:: RECORDS FOR PROCESSING ::

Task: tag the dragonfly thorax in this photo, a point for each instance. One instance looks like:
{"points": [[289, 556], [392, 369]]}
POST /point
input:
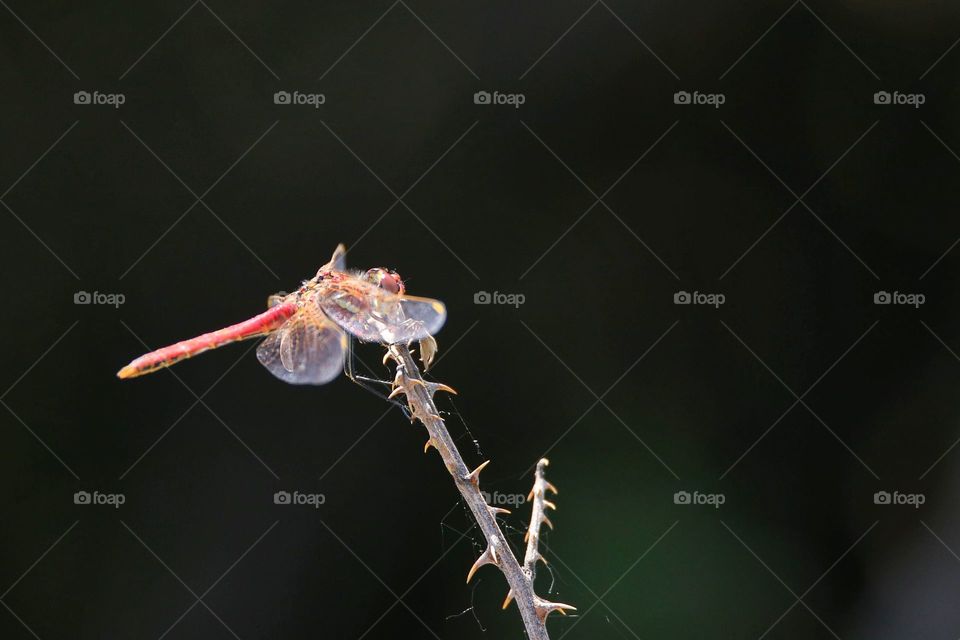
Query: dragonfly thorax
{"points": [[385, 279]]}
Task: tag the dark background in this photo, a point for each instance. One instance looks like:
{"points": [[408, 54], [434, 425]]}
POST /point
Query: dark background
{"points": [[693, 198]]}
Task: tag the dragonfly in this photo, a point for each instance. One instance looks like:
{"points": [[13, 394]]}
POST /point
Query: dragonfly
{"points": [[306, 331]]}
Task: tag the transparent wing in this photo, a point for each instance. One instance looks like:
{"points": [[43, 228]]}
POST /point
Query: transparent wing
{"points": [[307, 349], [376, 315]]}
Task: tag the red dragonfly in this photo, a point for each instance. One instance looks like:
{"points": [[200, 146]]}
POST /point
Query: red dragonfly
{"points": [[306, 343]]}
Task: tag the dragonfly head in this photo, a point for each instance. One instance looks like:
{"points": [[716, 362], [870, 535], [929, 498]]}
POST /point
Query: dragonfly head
{"points": [[385, 279]]}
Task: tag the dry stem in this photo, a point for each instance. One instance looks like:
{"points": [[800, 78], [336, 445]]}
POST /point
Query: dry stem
{"points": [[538, 516], [419, 393]]}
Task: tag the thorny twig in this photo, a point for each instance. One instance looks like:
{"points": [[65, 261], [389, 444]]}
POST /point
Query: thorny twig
{"points": [[538, 516], [419, 394]]}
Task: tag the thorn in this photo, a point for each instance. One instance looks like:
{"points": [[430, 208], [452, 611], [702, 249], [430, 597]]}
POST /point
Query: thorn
{"points": [[489, 556], [433, 387], [428, 351], [474, 476], [418, 415], [544, 608]]}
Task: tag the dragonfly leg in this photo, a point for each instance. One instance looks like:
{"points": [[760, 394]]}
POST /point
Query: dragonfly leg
{"points": [[367, 383]]}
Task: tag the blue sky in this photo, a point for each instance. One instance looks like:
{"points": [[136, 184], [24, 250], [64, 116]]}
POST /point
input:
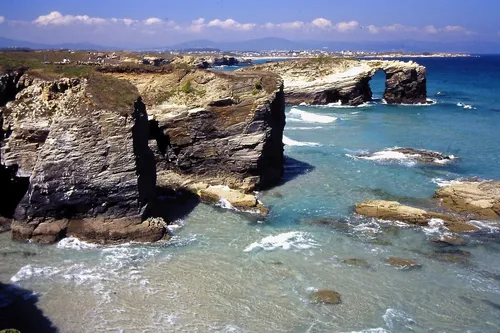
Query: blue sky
{"points": [[166, 22]]}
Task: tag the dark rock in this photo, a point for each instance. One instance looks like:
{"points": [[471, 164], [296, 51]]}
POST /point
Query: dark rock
{"points": [[405, 85], [326, 297], [448, 240], [405, 264], [96, 166], [478, 199], [418, 155], [451, 256], [357, 262]]}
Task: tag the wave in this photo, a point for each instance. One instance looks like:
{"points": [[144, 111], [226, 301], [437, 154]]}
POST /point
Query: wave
{"points": [[388, 155], [303, 128], [338, 105], [391, 154], [286, 241], [74, 243], [466, 106], [289, 142], [310, 117]]}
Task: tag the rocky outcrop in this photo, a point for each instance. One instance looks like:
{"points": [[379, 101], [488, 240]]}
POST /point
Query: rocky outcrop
{"points": [[410, 154], [394, 211], [325, 297], [216, 127], [85, 163], [479, 200], [330, 80], [92, 166]]}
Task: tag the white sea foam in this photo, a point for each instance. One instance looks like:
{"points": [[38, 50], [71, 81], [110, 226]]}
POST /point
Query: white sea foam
{"points": [[465, 106], [397, 320], [310, 117], [371, 330], [289, 142], [303, 128], [443, 182], [435, 226], [389, 155], [74, 244], [286, 241]]}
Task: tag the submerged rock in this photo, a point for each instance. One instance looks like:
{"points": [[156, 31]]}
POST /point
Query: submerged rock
{"points": [[451, 256], [417, 155], [447, 240], [357, 262], [236, 199], [401, 263], [327, 80], [478, 199], [394, 211], [97, 162], [326, 297]]}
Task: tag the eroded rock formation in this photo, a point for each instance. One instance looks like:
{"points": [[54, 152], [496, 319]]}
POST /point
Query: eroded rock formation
{"points": [[319, 81], [394, 211], [479, 200], [95, 167], [216, 127]]}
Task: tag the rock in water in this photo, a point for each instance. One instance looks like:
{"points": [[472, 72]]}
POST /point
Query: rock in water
{"points": [[326, 297], [417, 155], [327, 80], [357, 262], [401, 263], [91, 163], [478, 199], [394, 211]]}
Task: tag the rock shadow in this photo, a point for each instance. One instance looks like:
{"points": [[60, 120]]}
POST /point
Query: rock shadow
{"points": [[18, 311], [294, 168], [144, 157]]}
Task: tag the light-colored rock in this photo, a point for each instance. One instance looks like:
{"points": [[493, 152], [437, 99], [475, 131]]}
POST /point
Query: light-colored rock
{"points": [[394, 211], [405, 264], [326, 297], [326, 80], [478, 199]]}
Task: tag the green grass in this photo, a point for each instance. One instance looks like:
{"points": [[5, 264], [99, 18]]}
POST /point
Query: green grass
{"points": [[186, 88]]}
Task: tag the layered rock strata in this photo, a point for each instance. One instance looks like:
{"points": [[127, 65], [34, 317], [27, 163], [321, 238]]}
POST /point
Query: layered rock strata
{"points": [[479, 200], [320, 81], [95, 169]]}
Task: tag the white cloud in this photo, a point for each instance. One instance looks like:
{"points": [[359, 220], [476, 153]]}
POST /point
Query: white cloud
{"points": [[199, 21], [321, 23], [152, 20], [231, 24], [56, 18], [125, 21], [457, 29], [430, 29], [346, 26], [291, 25]]}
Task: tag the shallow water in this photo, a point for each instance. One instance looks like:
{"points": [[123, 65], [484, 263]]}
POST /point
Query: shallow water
{"points": [[227, 272]]}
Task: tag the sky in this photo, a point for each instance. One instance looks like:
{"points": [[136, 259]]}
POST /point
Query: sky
{"points": [[148, 23]]}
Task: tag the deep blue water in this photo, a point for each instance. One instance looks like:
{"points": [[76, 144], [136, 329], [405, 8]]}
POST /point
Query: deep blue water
{"points": [[225, 272]]}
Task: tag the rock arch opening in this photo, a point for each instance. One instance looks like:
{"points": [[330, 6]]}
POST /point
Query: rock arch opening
{"points": [[377, 85]]}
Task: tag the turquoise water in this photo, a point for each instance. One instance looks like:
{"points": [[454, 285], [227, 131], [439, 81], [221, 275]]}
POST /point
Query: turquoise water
{"points": [[228, 272]]}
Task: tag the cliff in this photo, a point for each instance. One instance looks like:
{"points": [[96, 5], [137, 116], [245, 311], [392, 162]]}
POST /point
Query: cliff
{"points": [[94, 161], [326, 80]]}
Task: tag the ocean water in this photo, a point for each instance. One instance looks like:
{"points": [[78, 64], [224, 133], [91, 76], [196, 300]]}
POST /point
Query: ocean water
{"points": [[225, 271]]}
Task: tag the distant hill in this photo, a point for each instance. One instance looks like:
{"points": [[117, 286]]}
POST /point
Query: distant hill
{"points": [[11, 43], [274, 43]]}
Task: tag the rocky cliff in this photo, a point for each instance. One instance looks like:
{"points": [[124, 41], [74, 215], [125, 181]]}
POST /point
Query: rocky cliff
{"points": [[95, 164], [326, 80], [219, 128]]}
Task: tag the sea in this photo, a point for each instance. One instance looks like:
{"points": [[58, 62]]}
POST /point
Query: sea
{"points": [[228, 271]]}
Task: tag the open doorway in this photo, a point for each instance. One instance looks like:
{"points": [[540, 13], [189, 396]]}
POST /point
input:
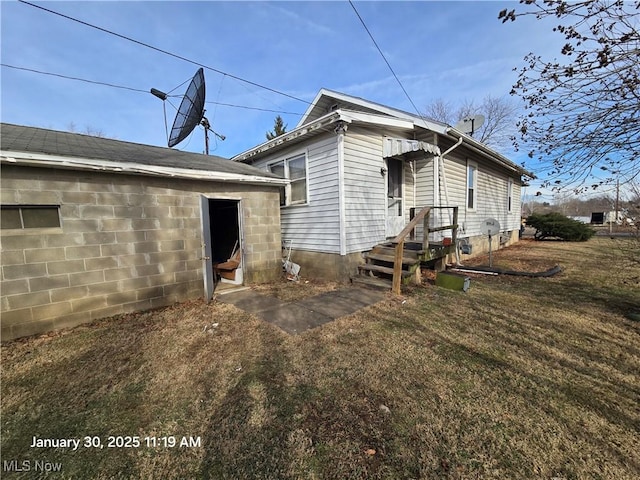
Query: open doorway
{"points": [[222, 243]]}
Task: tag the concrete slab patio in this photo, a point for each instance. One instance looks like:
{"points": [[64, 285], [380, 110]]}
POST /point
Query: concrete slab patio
{"points": [[298, 317]]}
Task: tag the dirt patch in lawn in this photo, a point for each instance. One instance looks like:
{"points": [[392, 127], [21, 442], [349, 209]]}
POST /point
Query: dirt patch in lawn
{"points": [[524, 256]]}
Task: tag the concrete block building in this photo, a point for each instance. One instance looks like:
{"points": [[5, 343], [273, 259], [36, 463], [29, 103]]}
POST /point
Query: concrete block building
{"points": [[94, 227]]}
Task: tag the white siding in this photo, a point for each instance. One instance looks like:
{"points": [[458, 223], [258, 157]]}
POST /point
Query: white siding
{"points": [[365, 190], [316, 225], [492, 189]]}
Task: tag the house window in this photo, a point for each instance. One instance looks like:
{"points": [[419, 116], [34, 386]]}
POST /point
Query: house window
{"points": [[472, 185], [293, 169], [29, 216]]}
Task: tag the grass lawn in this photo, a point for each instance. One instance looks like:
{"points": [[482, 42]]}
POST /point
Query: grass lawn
{"points": [[517, 378]]}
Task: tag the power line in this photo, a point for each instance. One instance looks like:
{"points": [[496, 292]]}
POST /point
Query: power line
{"points": [[67, 77], [73, 78], [164, 51], [255, 108], [385, 59]]}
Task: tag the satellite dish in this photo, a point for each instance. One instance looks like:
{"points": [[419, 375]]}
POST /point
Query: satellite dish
{"points": [[190, 113], [469, 125], [490, 227], [191, 110]]}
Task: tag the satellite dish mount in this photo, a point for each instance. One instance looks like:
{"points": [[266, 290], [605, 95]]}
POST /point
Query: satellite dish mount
{"points": [[470, 125], [190, 113]]}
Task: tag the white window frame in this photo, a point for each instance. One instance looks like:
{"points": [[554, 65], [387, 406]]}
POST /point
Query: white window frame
{"points": [[287, 189], [474, 199]]}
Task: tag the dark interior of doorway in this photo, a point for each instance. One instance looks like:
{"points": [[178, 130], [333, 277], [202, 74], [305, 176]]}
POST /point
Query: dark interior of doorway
{"points": [[225, 229]]}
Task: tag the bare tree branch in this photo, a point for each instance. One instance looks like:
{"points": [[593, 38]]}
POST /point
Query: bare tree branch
{"points": [[499, 112], [582, 116]]}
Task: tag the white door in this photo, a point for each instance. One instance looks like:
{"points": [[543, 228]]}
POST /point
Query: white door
{"points": [[207, 266], [395, 203]]}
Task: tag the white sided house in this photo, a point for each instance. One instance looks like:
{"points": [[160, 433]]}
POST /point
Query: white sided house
{"points": [[359, 171]]}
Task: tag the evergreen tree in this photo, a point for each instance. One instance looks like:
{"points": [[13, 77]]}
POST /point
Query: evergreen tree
{"points": [[279, 128]]}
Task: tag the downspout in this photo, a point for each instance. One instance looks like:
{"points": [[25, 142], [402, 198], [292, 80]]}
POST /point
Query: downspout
{"points": [[341, 128], [446, 189]]}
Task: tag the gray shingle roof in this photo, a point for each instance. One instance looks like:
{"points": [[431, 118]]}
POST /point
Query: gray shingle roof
{"points": [[19, 138]]}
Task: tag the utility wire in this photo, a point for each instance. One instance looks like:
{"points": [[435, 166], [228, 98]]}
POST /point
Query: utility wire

:::

* **WRITTEN EXERCISE**: Rewrite the stretch of records from the line containing "Task: tag the bare" through the end of the records, swapping "downspout" for "drainpipe" and leaving everything else unchanged.

* **RESULT OF THIS TASK**:
Task: tag the bare tree branch in this photo, a point for each instance. One instance looks like:
{"points": [[593, 38]]}
POST /point
Query: bare tree branch
{"points": [[499, 112], [582, 116]]}
Task: tag the white door in this photo, a point for each instance. One instance looks like:
{"points": [[543, 228]]}
POST /point
Query: white door
{"points": [[207, 266], [395, 203]]}
Task: tag the white sided house in this photo, a point for each instance. One instance looks like:
{"points": [[160, 433]]}
POST /point
Query: white sided house
{"points": [[359, 171]]}
Task: tag the evergreen tree in this photo, a point for each instance. One instance looks like:
{"points": [[13, 77]]}
POST /point
Query: evergreen tree
{"points": [[279, 128]]}
Task: tag the drainpipe in this photo, a point for each instance. One instance looks like:
{"points": [[25, 142], [402, 198], [292, 80]]}
POST /point
Query: drainpipe
{"points": [[341, 128], [446, 189]]}
Task: tag the gray shingle roof in this photo, a point for each instance. One instance looks like:
{"points": [[431, 118]]}
POST /point
Query: gray shingle roof
{"points": [[19, 138]]}
Task: tag the utility wire in this photo, a point for each instance. One instance looks like:
{"points": [[435, 166], [228, 98]]}
POST /point
Query: utility wire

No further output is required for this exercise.